Home | About | Sematext search-lucene.com search-hadoop.com
 Search Hadoop and all its subprojects:

Switch to Threaded View
Accumulo >> mail # dev >> Re: [jira] [Commented] (ACCUMULO-227) Improve in memory map counts to provide cell level uniqueness for repeated columns in mutation


Copy link to this message
-
Re: [jira] [Commented] (ACCUMULO-227) Improve in memory map counts to provide cell level uniqueness for repeated columns in mutation
Why is it that none of you seem to consider two keys that differ by timestamp to be two different keys?

On Dec 22, 2011, at 4:00 PM, Adam Fuchs wrote:

> Aaron,
>
> I think it would be more accurate to describe Accumulo as an underlying
> multi-map with support for aggregation overlays. A map can be thought of as
> a multi-map with an overlay that takes the first of the multiple entries.
> This is in fact the default configuration of Accumulo tables, where the
> VersioningIterator defines this overlay. Other Iterator configurations
> provide different overlays.
>
> There are two challenges that make it difficult to case the underlying
> representation as a map. The first is that the definition of uniqueness of
> a Key is a bit muddy. I think that many users consider the uniqueness to
> include row, column family, and column qualifier. Those that use cell-level
> security also include the column visibility. Timestamp doesn't usually make
> it into the uniqueness concept, from a user's perspective, even though that
> affects the sort order of Keys. In fact, most users let Accumulo set the
> timestamp for them. I think your definition of uniqueness takes timestamp
> into account, and from that perspective what we're doing is sort of like
> providing a finer grained timestamp instead of using one timestamp for an
> entire Mutation (or for all Mutations that show up within a millisecond).
>
> The second challenge is that the overlay is persisted and is not
> reversible. Aggregators don't keep the Keys that they aggregate, so if a
> user wants to replace a Key in the underlying map and have that replacement
> operation be reflected in the overlay, we can't really do that. However, we
> can do that if the underlying store is a multi-map (which is what we do
> now).

- YOUR GOAL:
Could you rewrite the mailing-list post from "Home | About" to "two different keys?", with "timestamp" replaced by "version"?

- INFORMATION PROVIDED:
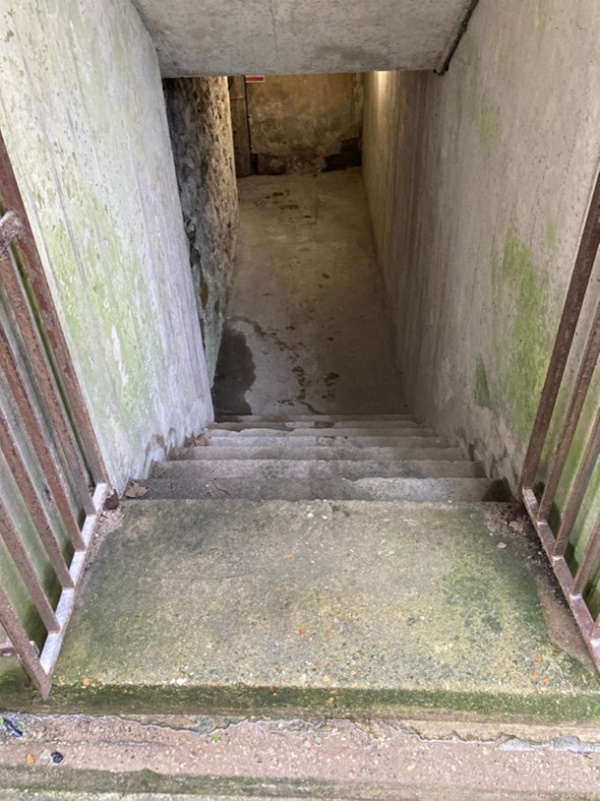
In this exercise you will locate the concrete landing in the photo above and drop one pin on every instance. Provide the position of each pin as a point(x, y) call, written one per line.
point(343, 607)
point(307, 330)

- TASK RESPONSE:
Home | About | Sematext search-lucene.com search-hadoop.com
 Search Hadoop and all its subprojects:

Switch to Threaded View
Accumulo >> mail # dev >> Re: [jira] [Commented] (ACCUMULO-227) Improve in memory map counts to provide cell level uniqueness for repeated columns in mutation


Copy link to this message
-
Re: [jira] [Commented] (ACCUMULO-227) Improve in memory map counts to provide cell level uniqueness for repeated columns in mutation
Why is it that none of you seem to consider two keys that differ by version to be two different keys?